Women Struggle To Breathe As Quickly As Men during Exercise, Study
ByIn a new study, researchers from McGill University, Canada, have identified one of the reasons why men always outshine women in the athletics department.
Researchers found that women have 'greater electrical activation' of their respiratory muscles, making it difficult for them to breathe than men during exercise.
Previous researchers have already established the fact that women experience greater shortness of breath during physical activity including stair climbing and long-distance running than men of similar age. This is the first study to explain the relationship between electrics in the chest muscles and women's exhaustion.
"Our study uniquely showed that sex differences in activity-related breathlessness could be explained by the awareness of greater electrical activation of the respiratory muscles - specifically the diaphragm - needed to achieve any given ventilation during exercise in healthy young women compared to men," Dr Dennis Jensen, who led the study at the University, said in a press release.
"Our findings indicated that greater electrical activation of the respiratory muscles during exercise in women is needed to compensate for their biologically smaller lungs, airways and breathing muscles."
Researchers said that this finding can help medical practitioners to devise new treatments for problems relating to breathlessness and improve exercise capacity in the elderly and patients with chronic heart and lung disease.
"Fifty healthy, non-smoking men and women aged 20 to 40 years completed a maximum exercise test on a stationary bicycle. During exercise, we monitored the participants cardiovascular, metabolic and ventilatory responses to exercise using computerised equipment."
"At regular intervals during exercise, participants rated the intensity of their breathlessness using a 10-point scale. Using a multipair electrode catheter placed in the participants' oesophagus, we also recorded the electromyogram of the diaphragm - an index of the drive to breathe that presumably originates in the central nervous system - throughout exercise. These measurements were then analysed and compared between men and women."
The finding has been published in the journal Experimental Physiology.

**Collected data entries**
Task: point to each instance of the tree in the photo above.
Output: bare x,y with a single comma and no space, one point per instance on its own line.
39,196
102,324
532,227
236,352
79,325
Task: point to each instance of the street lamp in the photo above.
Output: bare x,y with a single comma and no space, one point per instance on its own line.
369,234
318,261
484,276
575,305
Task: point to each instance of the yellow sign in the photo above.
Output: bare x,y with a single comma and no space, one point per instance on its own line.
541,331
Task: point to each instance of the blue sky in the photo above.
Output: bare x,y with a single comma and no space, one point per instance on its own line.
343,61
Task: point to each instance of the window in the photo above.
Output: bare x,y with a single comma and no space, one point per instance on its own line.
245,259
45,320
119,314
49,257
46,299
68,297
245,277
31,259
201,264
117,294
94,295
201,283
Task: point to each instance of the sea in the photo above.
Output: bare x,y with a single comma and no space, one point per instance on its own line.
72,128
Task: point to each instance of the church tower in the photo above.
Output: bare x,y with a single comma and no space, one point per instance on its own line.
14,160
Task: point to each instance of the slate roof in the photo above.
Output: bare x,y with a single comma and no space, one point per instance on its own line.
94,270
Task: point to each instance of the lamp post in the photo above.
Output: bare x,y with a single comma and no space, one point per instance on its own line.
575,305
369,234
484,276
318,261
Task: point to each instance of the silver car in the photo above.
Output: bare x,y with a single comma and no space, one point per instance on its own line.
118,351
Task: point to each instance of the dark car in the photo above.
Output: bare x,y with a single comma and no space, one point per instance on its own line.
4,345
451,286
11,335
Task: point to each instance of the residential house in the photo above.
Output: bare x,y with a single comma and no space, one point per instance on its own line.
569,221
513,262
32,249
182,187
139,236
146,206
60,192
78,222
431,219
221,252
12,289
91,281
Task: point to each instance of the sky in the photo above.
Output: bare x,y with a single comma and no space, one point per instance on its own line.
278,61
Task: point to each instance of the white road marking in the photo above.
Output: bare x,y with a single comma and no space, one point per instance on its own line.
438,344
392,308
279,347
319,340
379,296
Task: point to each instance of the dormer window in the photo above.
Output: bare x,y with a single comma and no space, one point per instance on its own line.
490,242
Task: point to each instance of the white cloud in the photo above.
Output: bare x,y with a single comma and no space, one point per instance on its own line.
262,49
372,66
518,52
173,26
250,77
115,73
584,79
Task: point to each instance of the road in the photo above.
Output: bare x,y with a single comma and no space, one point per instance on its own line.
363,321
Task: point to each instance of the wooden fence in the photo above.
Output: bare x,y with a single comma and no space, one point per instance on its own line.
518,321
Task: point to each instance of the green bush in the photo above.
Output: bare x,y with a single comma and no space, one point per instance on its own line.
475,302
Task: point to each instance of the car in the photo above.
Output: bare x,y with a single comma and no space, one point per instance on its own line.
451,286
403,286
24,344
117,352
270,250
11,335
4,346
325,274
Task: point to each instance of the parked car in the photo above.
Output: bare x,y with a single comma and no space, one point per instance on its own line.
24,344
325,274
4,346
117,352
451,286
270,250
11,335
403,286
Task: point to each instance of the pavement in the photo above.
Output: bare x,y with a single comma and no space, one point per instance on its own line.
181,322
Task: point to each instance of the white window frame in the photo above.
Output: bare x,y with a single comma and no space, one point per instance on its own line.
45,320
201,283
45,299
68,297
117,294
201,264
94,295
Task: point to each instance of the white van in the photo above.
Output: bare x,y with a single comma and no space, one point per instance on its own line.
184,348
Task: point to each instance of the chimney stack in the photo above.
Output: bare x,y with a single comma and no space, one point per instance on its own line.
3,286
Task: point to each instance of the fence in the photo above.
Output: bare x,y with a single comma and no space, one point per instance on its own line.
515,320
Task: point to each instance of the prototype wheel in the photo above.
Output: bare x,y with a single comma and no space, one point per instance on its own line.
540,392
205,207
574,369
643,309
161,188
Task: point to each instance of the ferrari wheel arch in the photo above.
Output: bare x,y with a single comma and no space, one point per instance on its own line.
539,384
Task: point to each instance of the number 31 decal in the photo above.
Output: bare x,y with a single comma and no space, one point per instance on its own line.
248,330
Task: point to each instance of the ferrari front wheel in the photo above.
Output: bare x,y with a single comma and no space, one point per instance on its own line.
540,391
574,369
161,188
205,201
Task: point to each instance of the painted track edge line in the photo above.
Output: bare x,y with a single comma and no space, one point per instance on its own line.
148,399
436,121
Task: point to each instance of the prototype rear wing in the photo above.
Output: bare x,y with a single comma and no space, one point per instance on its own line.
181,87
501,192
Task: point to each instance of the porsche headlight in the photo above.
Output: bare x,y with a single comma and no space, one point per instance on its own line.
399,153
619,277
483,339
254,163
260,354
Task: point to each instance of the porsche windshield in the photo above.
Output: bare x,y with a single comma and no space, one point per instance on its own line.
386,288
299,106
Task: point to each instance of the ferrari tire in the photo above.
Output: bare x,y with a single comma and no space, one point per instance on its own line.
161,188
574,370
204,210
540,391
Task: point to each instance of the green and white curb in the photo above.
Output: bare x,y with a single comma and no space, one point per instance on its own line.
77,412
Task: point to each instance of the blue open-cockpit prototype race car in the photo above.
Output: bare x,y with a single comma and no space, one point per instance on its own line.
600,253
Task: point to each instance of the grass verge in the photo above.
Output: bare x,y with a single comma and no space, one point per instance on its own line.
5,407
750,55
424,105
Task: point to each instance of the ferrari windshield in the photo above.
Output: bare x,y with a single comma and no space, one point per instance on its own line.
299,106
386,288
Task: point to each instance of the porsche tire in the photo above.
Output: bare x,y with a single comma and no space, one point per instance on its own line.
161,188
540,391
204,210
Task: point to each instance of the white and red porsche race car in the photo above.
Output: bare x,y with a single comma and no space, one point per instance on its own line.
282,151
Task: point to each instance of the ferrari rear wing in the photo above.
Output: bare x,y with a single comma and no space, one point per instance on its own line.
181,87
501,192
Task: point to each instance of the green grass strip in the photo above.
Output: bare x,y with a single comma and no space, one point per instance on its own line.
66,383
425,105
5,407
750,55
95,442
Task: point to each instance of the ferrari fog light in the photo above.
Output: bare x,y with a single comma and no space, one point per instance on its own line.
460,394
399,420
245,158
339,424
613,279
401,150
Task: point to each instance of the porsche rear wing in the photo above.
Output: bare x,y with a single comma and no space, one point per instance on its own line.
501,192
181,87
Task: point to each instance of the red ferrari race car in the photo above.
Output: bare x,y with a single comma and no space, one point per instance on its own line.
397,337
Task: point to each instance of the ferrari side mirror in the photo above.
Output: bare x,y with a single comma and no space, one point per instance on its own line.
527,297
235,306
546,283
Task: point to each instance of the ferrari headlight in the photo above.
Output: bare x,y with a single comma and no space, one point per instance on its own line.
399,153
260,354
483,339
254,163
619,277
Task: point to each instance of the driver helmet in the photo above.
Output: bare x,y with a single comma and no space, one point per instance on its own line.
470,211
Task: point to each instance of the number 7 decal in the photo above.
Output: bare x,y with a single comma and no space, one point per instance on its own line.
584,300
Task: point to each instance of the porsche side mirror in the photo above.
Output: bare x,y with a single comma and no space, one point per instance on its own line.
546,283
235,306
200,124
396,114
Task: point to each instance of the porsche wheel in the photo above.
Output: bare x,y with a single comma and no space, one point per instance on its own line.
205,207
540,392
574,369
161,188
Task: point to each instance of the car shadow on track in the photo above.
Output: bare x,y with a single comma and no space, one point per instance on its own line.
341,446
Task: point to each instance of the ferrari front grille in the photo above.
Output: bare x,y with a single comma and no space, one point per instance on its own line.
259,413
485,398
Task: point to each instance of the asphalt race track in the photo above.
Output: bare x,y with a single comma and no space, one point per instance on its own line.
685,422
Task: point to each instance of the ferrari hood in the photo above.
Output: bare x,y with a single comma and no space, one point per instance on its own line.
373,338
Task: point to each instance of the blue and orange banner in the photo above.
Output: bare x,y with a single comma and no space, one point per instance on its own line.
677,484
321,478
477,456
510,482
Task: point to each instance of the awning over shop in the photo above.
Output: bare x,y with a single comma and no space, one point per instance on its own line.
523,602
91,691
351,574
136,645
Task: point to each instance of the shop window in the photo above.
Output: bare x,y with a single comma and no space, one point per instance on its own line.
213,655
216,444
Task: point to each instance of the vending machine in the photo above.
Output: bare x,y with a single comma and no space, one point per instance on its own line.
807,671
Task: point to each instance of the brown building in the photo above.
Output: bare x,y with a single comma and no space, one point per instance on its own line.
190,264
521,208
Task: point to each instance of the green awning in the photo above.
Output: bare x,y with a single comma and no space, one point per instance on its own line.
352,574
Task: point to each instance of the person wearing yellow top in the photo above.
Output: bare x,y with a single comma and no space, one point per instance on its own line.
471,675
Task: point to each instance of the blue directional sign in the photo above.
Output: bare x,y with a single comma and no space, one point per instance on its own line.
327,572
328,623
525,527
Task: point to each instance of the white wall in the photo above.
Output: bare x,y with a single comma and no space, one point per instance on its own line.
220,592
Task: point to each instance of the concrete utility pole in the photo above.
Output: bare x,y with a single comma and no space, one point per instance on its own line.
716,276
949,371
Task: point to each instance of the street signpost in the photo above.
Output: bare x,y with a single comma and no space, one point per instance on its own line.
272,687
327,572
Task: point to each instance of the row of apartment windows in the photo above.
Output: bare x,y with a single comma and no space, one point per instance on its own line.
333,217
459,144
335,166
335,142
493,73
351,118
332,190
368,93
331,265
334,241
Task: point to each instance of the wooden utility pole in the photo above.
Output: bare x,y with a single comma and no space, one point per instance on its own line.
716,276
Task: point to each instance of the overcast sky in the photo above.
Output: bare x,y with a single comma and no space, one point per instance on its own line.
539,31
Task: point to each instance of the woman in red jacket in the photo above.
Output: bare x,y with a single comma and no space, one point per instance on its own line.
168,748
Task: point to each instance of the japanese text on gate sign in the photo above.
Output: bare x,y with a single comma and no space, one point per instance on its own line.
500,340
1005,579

**Work order A**
Condense the paragraph of the article on women's breathlessness that opens with "Previous researchers have already established" into two short bullet points, keeping its main facts.
**Work order B**
According to the article on women's breathlessness, what do women need greater electrical activation of the respiratory muscles during exercise to compensate for?
**Work order C**
Write out the part of the article on women's breathlessness that begins at the words "Researchers found that" and stops after "and women's exhaustion.".
This listing was drawn from a different source than the article on women's breathlessness.

**Exercise output A**
- Earlier research showed that women feel more short of breath than men of similar age during physical activity such as stair climbing and long-distance running.
- This study is the first to link that exhaustion to electrical activity in the chest muscles.

**Exercise output B**
Their biologically smaller lungs, airways and breathing muscles.

**Exercise output C**
Researchers found that women have 'greater electrical activation' of their respiratory muscles, making it difficult for them to breathe than men during exercise.
Previous researchers have already established the fact that women experience greater shortness of breath during physical activity including stair climbing and long-distance running than men of similar age. This is the first study to explain the relationship between electrics in the chest muscles and women's exhaustion.